*Goal of the exercise:* The entries below should be transcribed in their entirety, exactly as written.

================

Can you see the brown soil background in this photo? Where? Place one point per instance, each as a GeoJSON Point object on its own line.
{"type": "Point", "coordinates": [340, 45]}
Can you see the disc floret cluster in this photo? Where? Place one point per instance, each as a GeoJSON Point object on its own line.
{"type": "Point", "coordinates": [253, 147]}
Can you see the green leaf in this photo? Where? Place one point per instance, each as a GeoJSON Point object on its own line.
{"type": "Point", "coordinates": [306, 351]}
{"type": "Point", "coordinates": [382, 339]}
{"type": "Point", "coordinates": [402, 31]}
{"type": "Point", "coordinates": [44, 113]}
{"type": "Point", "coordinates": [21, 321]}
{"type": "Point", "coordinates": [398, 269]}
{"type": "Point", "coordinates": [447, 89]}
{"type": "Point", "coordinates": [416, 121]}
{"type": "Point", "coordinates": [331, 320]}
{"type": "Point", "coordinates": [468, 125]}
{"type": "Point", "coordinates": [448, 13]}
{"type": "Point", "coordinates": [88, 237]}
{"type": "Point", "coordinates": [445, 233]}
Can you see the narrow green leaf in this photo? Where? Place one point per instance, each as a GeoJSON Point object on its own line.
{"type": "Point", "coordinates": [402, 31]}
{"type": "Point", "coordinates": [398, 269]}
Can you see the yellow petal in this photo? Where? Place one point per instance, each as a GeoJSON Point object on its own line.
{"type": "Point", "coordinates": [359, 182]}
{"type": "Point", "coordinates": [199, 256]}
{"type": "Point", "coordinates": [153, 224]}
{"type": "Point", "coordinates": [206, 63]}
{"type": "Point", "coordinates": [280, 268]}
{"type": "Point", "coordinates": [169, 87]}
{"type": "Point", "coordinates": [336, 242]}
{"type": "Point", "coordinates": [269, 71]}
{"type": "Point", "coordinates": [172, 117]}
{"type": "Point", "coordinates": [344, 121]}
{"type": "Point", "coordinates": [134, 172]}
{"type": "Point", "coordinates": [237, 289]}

================

*Solved exercise:*
Can you see the brown soil background in this photo? Where? Place one point per instance, each as a GeoJSON Point object on its own line.
{"type": "Point", "coordinates": [340, 45]}
Can you see the disc floret cluster in this photo? Where? Place one point per instance, each as a GeoJSON Point object on its own line.
{"type": "Point", "coordinates": [253, 147]}
Can you see the green leaf in this photo? Where? Place one point per instance, each as a GeoJSON Point object on its own line.
{"type": "Point", "coordinates": [306, 351]}
{"type": "Point", "coordinates": [382, 339]}
{"type": "Point", "coordinates": [402, 31]}
{"type": "Point", "coordinates": [44, 113]}
{"type": "Point", "coordinates": [21, 321]}
{"type": "Point", "coordinates": [398, 269]}
{"type": "Point", "coordinates": [447, 89]}
{"type": "Point", "coordinates": [416, 121]}
{"type": "Point", "coordinates": [331, 320]}
{"type": "Point", "coordinates": [468, 125]}
{"type": "Point", "coordinates": [448, 13]}
{"type": "Point", "coordinates": [88, 237]}
{"type": "Point", "coordinates": [445, 233]}
Can you see the narrow green leaf in this photo? Where? Place one point per instance, each as a GeoJSON Point object on its own line.
{"type": "Point", "coordinates": [402, 31]}
{"type": "Point", "coordinates": [398, 269]}
Can you see the yellow petal in this photo? Where? Place one point per instance, each as a GeoJSON Point object on its own line.
{"type": "Point", "coordinates": [359, 182]}
{"type": "Point", "coordinates": [199, 256]}
{"type": "Point", "coordinates": [153, 224]}
{"type": "Point", "coordinates": [206, 63]}
{"type": "Point", "coordinates": [280, 268]}
{"type": "Point", "coordinates": [169, 87]}
{"type": "Point", "coordinates": [336, 242]}
{"type": "Point", "coordinates": [269, 71]}
{"type": "Point", "coordinates": [172, 117]}
{"type": "Point", "coordinates": [344, 121]}
{"type": "Point", "coordinates": [134, 172]}
{"type": "Point", "coordinates": [237, 289]}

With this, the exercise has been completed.